→ **PASSAGE**
- - - - - - -
From ee1bb8a8b566daf002cd87b388325f9cd2112cef Mon Sep 17 00:00:00 2001
From: Idriss Sbaaoui <112825897+6ba3i@users.noreply.github.com>
Date: Thu, 2 Apr 2026 18:50:56 +0800
Subject: [PATCH] Fix: overlapping document parse race that can clear chunks
 (#13900)

### What problem does this PR solve?

This PR fixes a race in batch document parsing where overlapping parse
requests for the same document could clear/rewrite chunk state and make
previously parsed content appear lost. It adds an atomic per-document
parse guard so only one parse can run at a time for that document (Fixes
#13864 ).

### Type of change

- [x] Bug Fix (non-breaking change which fixes an issue)
---
 api/apps/sdk/doc.py                              | 16 ++++++++++++----
 .../test_doc_sdk_routes_unit.py                  |  6 +++---
 2 files changed, 15 insertions(+), 7 deletions(-)

diff --git a/api/apps/sdk/doc.py b/api/apps/sdk/doc.py
index 77f89de233..bb6422c9f4 100644
--- a/api/apps/sdk/doc.py
+++ b/api/apps/sdk/doc.py
@@ -27,7 +27,7 @@ from quart import request, send_file
 
 from api.constants import FILE_NAME_LEN_LIMIT
 from api.db import FileType
-from api.db.db_models import APIToken, File, Task
+from api.db.db_models import APIToken, Document, File, Task
 from api.db.joint_services.tenant_model_service import get_model_config_by_id, get_model_config_by_type_and_name, get_tenant_default_model_by_type
 from api.db.services.doc_metadata_service import DocMetadataService
 from api.db.services.document_service import DocumentService
@@ -874,10 +874,18 @@ async def parse(tenant_id, dataset_id):
             continue
         if not doc:
             return get_error_data_result(message=f"You don't own the document {id}.")
-        if doc[0].run == TaskStatus.RUNNING.value:
-            return get_error_data_result("Can't parse document that is currently being processed")
         info = {"run": "1", "progress": 0, "progress_msg": "", "chunk_num": 0, "token_num": 0}
-        DocumentService.update_by_id(id, info)
- - - - - - -
→ **ROWS**
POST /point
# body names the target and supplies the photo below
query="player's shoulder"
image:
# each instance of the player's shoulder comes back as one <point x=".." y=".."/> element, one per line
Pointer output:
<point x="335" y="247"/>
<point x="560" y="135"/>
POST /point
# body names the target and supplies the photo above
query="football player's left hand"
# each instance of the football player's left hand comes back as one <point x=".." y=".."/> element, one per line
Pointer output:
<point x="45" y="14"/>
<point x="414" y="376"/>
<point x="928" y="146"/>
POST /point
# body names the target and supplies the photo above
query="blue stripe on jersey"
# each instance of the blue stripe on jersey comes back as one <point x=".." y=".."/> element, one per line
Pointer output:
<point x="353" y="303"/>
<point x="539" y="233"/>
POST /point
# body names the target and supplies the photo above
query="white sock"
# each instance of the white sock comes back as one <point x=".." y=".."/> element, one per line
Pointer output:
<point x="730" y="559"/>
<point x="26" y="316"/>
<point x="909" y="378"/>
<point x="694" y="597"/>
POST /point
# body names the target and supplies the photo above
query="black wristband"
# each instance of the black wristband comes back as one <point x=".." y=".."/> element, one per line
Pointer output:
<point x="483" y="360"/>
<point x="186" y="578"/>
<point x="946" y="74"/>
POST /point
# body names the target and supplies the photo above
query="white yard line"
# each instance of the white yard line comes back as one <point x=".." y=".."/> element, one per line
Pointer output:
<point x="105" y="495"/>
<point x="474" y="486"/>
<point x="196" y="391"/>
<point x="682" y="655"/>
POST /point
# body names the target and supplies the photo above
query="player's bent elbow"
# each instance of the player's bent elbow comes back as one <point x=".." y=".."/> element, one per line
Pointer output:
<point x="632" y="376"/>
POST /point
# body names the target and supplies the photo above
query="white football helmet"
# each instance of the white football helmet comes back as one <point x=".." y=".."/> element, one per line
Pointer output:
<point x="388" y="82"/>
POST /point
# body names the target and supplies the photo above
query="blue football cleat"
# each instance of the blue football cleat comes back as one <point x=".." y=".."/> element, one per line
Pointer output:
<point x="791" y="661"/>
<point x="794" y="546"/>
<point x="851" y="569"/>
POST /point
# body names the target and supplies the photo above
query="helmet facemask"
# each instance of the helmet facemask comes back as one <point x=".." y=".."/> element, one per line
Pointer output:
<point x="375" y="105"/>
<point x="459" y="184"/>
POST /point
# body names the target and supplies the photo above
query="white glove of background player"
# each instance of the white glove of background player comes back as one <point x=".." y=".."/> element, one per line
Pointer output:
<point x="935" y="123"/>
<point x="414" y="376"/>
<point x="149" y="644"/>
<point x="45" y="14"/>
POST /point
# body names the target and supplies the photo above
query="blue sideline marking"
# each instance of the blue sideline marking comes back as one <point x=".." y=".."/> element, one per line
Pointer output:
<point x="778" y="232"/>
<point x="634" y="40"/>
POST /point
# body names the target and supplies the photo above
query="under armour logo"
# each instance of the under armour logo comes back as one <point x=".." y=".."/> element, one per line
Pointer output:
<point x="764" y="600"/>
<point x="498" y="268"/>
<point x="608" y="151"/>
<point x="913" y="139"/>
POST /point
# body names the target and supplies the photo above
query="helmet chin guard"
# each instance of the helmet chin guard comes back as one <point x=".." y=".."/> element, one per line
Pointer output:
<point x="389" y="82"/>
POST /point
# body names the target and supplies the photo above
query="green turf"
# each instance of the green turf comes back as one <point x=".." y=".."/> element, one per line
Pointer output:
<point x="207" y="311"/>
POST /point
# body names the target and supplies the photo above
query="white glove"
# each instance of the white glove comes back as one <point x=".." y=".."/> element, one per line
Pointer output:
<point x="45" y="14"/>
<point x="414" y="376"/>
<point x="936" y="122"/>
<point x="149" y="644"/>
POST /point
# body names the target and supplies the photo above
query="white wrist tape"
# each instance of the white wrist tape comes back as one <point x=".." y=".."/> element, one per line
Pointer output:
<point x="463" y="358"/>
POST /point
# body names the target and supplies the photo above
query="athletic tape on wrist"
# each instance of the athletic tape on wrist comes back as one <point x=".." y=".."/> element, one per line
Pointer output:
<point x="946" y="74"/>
- - - - - - -
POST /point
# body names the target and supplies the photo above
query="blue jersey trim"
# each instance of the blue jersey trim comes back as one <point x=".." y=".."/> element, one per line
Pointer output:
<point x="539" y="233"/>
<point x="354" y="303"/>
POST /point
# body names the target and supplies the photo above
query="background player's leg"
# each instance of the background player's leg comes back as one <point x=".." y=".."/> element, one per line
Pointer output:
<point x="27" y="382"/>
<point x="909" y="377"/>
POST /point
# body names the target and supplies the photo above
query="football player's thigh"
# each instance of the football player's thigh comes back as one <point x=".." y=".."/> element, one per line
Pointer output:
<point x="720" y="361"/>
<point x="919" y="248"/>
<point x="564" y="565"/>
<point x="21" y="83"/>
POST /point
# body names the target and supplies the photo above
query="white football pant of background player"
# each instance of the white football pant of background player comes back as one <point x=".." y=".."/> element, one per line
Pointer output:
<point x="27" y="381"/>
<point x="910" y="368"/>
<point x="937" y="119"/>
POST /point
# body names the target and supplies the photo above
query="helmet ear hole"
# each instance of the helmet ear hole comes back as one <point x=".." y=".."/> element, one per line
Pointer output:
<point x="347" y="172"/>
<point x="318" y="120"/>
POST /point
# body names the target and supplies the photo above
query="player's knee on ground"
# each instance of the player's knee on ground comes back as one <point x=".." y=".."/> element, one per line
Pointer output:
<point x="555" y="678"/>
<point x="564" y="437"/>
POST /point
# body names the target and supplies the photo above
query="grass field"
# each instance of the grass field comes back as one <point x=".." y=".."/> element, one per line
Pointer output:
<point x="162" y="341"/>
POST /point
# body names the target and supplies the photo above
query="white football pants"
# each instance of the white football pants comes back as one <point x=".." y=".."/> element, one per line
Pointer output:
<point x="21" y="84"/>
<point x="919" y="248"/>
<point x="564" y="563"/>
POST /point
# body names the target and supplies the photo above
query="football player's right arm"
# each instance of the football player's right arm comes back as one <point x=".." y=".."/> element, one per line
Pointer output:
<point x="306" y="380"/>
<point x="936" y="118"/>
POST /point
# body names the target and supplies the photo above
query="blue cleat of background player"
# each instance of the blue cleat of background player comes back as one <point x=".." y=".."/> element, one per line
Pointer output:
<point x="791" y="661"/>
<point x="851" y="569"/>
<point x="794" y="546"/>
- - - - - - -
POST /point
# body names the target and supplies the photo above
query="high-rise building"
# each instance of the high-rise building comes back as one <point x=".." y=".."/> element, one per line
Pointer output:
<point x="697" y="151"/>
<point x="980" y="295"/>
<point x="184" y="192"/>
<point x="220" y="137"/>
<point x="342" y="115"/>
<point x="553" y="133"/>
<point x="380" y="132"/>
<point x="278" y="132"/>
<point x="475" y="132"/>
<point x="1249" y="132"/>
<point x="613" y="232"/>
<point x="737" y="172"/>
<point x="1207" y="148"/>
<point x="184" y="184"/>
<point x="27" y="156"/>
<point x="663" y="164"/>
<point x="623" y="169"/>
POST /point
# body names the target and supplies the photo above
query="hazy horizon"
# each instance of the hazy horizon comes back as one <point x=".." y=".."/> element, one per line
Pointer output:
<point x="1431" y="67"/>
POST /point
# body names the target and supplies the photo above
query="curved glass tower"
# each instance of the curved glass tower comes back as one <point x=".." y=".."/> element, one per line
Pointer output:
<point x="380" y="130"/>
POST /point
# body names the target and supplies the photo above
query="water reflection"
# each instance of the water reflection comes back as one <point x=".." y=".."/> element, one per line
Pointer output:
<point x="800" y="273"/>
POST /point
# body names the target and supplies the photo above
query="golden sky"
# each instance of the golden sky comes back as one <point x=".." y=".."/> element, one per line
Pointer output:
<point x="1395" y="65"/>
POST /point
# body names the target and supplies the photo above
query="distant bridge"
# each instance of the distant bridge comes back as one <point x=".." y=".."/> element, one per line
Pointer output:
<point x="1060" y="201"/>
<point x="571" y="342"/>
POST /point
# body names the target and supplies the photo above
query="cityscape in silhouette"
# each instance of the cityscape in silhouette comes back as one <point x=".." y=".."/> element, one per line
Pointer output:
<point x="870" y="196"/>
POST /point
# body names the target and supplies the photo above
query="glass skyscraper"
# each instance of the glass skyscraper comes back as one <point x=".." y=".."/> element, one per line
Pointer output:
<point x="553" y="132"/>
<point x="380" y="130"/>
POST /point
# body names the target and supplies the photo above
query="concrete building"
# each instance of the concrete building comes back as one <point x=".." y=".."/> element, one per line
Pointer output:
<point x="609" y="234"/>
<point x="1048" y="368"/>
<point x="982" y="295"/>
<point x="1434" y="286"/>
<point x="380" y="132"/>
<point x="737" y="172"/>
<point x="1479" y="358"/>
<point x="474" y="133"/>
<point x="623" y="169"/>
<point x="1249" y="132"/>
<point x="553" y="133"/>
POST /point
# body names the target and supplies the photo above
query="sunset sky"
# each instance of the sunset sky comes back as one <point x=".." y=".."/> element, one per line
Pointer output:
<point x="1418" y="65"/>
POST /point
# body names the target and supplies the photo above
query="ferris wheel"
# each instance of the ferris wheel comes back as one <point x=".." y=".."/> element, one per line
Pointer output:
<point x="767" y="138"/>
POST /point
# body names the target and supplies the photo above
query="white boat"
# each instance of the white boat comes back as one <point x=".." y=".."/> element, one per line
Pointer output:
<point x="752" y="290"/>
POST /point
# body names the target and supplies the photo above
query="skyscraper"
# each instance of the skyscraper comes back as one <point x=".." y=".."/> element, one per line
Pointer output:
- - - - - - -
→ **WHAT YOU NEED TO DO**
1. In the patch, why does the fix add an atomic per-document parse guard? Answer in one to three sentences.
2. Write out the stretch of the patch from "### What problem" through "fixes an issue)".

→ **EXPECTED RESULTS**
1. Overlapping parse requests for the same document could clear or rewrite its chunk state, so content that had already been parsed could appear lost. The guard lets only one parse run at a time for that document, which closes off this race.

2.
### What problem does this PR solve?

This PR fixes a race in batch document parsing where overlapping parse
requests for the same document could clear/rewrite chunk state and make
previously parsed content appear lost. It adds an atomic per-document
parse guard so only one parse can run at a time for that document (Fixes
#13864 ).

### Type of change

- [x] Bug Fix (non-breaking change which fixes an issue)